Saved entries:
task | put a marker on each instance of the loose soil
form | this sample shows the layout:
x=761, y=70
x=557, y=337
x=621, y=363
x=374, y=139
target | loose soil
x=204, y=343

EXERCISE DIRECTIONS:
Reproduce all the records precisely.

SOLUTION:
task | put a marker on each instance of the loose soil
form | this sample shows the layout:
x=761, y=70
x=557, y=337
x=621, y=363
x=374, y=139
target | loose soil
x=204, y=343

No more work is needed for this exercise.